-- Problem to work on --
What is needed is an exact repeat of the lines from the line containing "of the tree" through the final line of the entries below, and nothing else.
*****
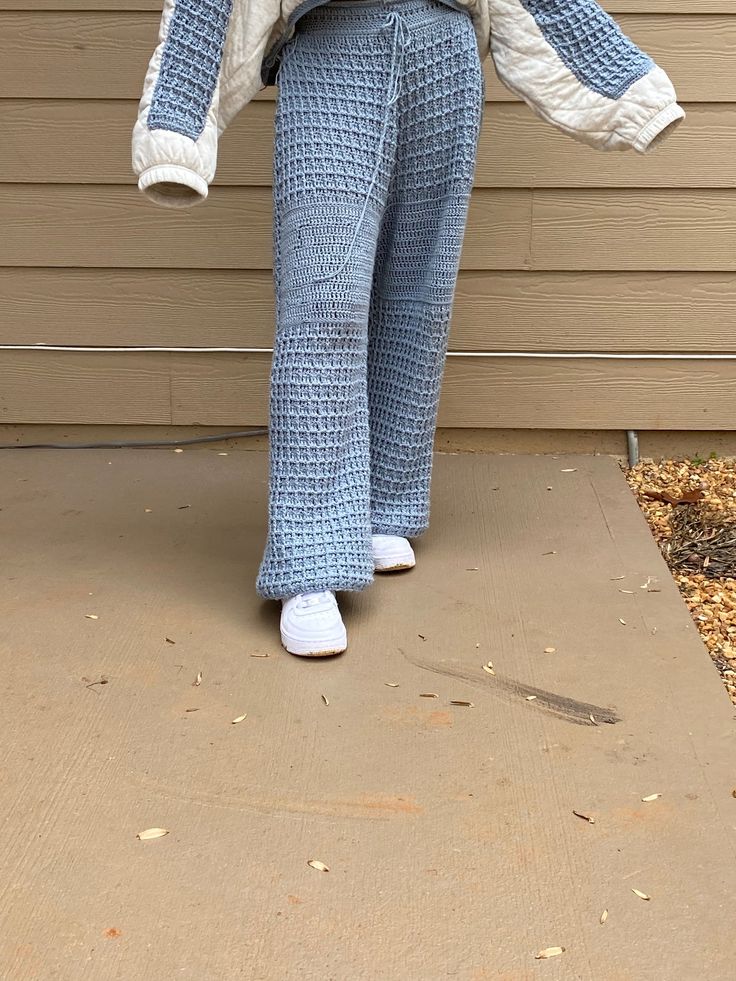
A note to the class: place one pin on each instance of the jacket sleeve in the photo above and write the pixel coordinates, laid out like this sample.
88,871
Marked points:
175,137
572,64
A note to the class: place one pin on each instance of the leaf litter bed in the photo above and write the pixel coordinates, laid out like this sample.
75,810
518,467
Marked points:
690,505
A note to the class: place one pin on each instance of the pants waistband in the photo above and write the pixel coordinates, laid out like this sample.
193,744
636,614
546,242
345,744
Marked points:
415,13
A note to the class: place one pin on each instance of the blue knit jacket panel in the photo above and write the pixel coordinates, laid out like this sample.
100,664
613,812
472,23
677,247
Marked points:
190,66
590,44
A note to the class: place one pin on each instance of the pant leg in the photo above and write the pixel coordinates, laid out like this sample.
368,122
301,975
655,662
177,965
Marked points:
328,204
441,108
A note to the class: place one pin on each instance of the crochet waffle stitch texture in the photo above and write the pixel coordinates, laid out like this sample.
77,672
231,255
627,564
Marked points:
360,344
190,66
590,44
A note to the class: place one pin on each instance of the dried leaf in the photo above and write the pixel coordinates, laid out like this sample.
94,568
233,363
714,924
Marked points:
687,497
549,952
585,817
316,864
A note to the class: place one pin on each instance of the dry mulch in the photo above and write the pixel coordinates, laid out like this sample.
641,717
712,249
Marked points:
691,508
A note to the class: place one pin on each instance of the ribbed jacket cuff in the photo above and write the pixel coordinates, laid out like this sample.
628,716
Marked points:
654,131
190,188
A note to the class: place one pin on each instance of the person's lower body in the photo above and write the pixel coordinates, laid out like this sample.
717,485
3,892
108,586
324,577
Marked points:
377,123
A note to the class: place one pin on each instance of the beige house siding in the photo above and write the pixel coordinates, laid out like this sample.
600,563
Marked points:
567,250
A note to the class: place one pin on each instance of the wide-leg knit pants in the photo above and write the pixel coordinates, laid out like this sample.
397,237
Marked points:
378,115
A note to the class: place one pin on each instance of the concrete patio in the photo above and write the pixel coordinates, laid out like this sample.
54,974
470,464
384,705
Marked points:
448,830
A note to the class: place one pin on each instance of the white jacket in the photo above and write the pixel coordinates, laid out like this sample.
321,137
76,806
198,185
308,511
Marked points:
567,59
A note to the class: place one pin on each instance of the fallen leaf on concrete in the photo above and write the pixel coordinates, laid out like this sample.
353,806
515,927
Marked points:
549,952
585,817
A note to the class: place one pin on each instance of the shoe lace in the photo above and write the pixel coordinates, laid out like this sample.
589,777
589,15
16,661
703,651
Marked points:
311,599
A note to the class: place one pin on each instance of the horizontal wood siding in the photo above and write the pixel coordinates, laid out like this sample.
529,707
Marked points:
568,250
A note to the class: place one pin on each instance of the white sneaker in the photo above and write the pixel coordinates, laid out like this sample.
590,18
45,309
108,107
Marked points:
311,625
392,552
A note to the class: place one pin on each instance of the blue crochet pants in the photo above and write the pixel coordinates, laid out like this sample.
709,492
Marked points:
377,121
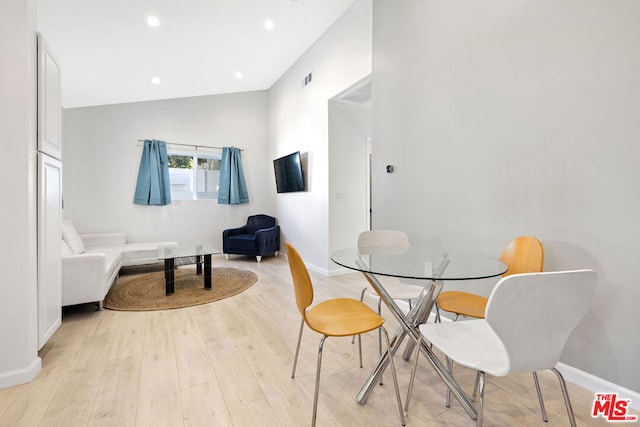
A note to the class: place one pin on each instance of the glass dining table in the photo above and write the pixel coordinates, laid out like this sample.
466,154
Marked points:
432,267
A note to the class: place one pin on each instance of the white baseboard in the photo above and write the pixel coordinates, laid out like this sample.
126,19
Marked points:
597,384
21,376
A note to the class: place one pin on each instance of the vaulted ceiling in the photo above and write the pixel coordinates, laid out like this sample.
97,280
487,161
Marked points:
108,53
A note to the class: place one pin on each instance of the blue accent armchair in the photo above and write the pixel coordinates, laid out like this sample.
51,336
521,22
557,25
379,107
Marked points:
260,236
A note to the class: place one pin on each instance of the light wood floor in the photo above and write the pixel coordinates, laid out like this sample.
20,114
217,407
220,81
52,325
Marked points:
228,363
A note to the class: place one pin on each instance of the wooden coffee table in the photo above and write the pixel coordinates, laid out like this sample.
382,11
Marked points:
175,255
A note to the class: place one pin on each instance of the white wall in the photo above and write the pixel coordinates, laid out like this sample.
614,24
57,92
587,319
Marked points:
510,118
102,156
349,127
19,361
299,121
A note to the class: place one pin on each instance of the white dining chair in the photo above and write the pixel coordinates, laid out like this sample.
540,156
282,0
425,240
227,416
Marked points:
397,289
527,321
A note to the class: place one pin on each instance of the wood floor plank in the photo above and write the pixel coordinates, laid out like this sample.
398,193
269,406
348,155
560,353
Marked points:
159,402
192,358
116,401
228,363
245,399
204,405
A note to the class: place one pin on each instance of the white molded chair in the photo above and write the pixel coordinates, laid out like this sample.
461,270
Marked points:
527,321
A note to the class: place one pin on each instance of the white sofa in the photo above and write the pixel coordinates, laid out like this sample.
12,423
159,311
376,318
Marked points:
91,262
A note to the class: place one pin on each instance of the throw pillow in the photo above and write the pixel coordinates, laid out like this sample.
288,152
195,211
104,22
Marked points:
72,238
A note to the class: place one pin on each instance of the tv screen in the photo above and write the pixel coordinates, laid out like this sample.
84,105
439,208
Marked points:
288,170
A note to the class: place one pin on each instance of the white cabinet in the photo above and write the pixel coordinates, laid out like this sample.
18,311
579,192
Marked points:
49,195
49,257
49,103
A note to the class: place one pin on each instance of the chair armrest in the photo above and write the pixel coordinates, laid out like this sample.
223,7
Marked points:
268,240
101,240
83,278
234,231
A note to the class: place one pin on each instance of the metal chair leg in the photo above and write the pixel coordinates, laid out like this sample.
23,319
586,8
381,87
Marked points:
315,394
393,374
413,375
380,335
360,349
565,394
480,399
295,358
447,402
539,392
361,299
475,385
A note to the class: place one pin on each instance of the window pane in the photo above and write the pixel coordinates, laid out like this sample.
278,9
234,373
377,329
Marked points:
189,183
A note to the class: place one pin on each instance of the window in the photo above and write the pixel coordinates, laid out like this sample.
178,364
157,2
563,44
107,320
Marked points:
194,176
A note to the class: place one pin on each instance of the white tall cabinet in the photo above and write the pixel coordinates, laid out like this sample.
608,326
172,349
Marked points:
49,225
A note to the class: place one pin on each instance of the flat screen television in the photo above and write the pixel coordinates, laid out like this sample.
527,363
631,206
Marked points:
288,171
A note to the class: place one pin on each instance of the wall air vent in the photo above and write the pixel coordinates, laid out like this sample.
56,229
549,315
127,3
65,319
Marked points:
307,79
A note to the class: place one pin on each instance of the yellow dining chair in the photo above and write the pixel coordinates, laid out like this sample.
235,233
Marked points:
338,317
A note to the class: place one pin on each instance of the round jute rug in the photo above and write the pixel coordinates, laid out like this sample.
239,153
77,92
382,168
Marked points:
146,292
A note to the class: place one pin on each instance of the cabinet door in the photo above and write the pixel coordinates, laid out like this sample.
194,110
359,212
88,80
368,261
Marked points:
49,102
49,238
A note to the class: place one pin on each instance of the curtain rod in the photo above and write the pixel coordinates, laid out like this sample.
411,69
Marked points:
190,145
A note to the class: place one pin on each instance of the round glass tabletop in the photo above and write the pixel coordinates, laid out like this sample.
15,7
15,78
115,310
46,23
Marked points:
419,263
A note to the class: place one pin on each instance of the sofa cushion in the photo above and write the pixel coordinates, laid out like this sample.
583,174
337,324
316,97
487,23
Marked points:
72,238
65,250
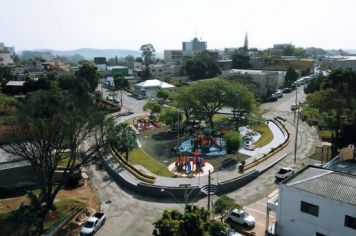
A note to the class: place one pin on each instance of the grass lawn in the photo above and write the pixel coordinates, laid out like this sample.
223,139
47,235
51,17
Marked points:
138,157
18,223
266,134
327,134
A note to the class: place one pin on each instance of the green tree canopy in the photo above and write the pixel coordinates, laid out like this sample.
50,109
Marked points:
154,107
290,77
194,221
170,116
223,204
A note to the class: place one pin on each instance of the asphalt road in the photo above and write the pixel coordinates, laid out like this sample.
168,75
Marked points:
131,214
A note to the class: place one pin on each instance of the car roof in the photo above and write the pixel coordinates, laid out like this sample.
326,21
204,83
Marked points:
287,168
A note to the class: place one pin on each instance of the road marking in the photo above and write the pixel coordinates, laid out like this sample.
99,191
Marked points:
259,212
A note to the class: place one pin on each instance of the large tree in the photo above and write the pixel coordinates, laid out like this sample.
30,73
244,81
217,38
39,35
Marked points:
56,128
194,221
223,204
148,54
290,77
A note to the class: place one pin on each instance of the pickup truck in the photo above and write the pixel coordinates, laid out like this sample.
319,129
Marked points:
93,224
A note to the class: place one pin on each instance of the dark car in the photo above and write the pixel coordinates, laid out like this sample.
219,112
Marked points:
286,90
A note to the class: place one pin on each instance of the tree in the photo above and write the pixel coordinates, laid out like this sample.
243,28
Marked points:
194,221
208,97
233,141
170,116
89,72
148,54
290,77
123,137
154,107
223,204
56,127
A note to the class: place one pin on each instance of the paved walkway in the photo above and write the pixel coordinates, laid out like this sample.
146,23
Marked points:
218,176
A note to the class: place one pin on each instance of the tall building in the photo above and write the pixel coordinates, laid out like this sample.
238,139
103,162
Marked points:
315,201
194,45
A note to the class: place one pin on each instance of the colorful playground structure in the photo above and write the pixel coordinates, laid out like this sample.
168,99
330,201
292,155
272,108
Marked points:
188,163
209,143
147,122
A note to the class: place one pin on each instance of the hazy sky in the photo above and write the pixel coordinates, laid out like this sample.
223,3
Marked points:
127,24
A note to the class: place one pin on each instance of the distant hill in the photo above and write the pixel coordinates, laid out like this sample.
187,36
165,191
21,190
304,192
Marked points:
351,51
90,53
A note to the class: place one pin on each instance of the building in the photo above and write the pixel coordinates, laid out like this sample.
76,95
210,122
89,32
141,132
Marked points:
5,58
194,45
149,88
315,201
268,81
100,63
343,63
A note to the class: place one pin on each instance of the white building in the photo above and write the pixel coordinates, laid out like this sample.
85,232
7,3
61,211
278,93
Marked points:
315,201
348,62
5,58
149,88
268,81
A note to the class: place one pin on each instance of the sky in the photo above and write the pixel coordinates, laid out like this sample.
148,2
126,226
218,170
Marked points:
128,24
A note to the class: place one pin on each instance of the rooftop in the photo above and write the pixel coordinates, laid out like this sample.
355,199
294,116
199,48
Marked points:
154,83
325,183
*****
-- Worked solution --
A note to the class: place one pin on each instance of the tree in the photo above and write the pixel coordinates, laid out like this sample.
243,28
Marked points:
194,221
208,97
233,141
170,116
89,72
148,54
290,77
123,137
154,107
223,204
56,127
A note to the class: place one pin on each instance of the paved walkway in the photo above and write the pixel coordinates, laid out like this sample.
146,23
Marked points:
218,176
A note to the class: place one pin on each instance of the tall building in the photo above and write the pixel coordinates, laid out like this sample.
238,139
103,162
Marked points:
315,201
194,45
A note to the class: place one pin on each instance of the colorful playground structure in the photo above and write the pixel coordinates, laid out like this sample.
168,99
330,201
292,155
272,108
Marked points:
188,163
209,143
147,122
A note to the class: place one pin on each instance of the hazy sky in the photo above and write the pixel coordinates, laid out like this sample.
223,3
Marked points:
127,24
A note to the class: place one pin on each instance of the distant hill in the photo above and write the pixel coordinates, laid out like this sample.
187,36
165,191
21,190
304,192
Marked points:
351,51
90,53
A note to the class: place one pin on each instance of the building in the photo above and write the pixel coordinates, laid out like this sample.
76,95
210,122
89,32
141,132
Marked points:
5,58
194,45
149,88
315,201
268,81
100,63
343,63
A note to the class: place one pin on each instance of the white building in the photo above and write the pixel coordinates, laid out like this sample.
85,232
7,3
61,211
278,93
Marked points:
315,201
348,62
5,58
149,88
268,81
A note to the class: place one pin on each instance of the sky in the photo above and write the pixel coordinates, laid out like this sample.
148,2
126,226
218,170
Marked points:
128,24
A note to the class: place one pin on each instance of the rooftop in the photo above and write the pixel coordinates, laid out like this sample.
355,199
294,116
199,48
Marked points:
154,83
325,183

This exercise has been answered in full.